Page text »
============

Schematic diagram of engine with shortened afterburner in Cell 6 (1954).

Screech liner for Short Afterburner — Distorted screech liner installed on a short afteburner for a TG-190 engine (1955).

Exit of short afterburner emerging from Cell 6 of JPSL — Exit of a short afterburner on a GE TG-190 emerging from Cell 6.

Variable-Area Nozzles

Jet engines expel their hot combustion gas into the atmosphere through a tubular nozzle, which produces thrust. Nozzles whose diameter can be adjusted during flight, known as variable-area nozzles, offered one of the best options for rapidly adjusting the thrust of a jet engine without changing engine speed. Variable-area nozzles are necessary for the use of afterburners and improve engine efficiency during normal cruising situations. Afterburner ignition produces hotter exhaust gases, which requires a larger nozzle. The variable-area nozzle is opened wide to accommodate the resultant large gas flow. This wide diameter, however, would be inefficient when the exhaust temperatures are lower during normal flight, so the variable-area nozzle is then closed.

In 1943, AERL engineers designed an early clamshell-type nozzle in which two spherical flaps could be opened during afterburner operation. Researchers immediately began testing it on a General Electric I-16 engine at the JPSL. The nozzle was operated in the open and closed positions at various engine speeds. The researchers compared the data with that from similar tests of the engine in its original configuration and concluded that the adjustable nozzle performed as efficiently at a normal fixed-diameter nozzle, while providing more control.

Over the next five years, researchers tested variations of the variable-area nozzle on different turbojet models both at the JPSL and in the AWT. Although the nozzle designs were too dissimilar to compare the performance of one configuration against another, it was concluded that the overall performance was limited when the alignment of the flaps was uneven. This allowed the engine’s normal exhaust gas to leak out.

The use of variable-area nozzles was introduced into aircraft in the late 1940s and soon became standard on all jet engines. The clamshell designs were replaced by nozzles with four flaps that formed a square opening when closed. This reduced pressure losses but caused aerodynamic drag. The problem was resolved with the development of iris-shaped nozzles that retained the nozzles’ oval shape when closed.

============

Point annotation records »
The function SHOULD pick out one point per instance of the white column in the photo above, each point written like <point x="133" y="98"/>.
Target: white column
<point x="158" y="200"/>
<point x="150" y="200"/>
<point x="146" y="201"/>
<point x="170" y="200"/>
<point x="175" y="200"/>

============

Task directions »
In the page text, what engine was used to test the clamshell-type nozzle that AERL engineers designed in 1943?

Finished exercise »
A General Electric I-16 engine, tested at the JPSL.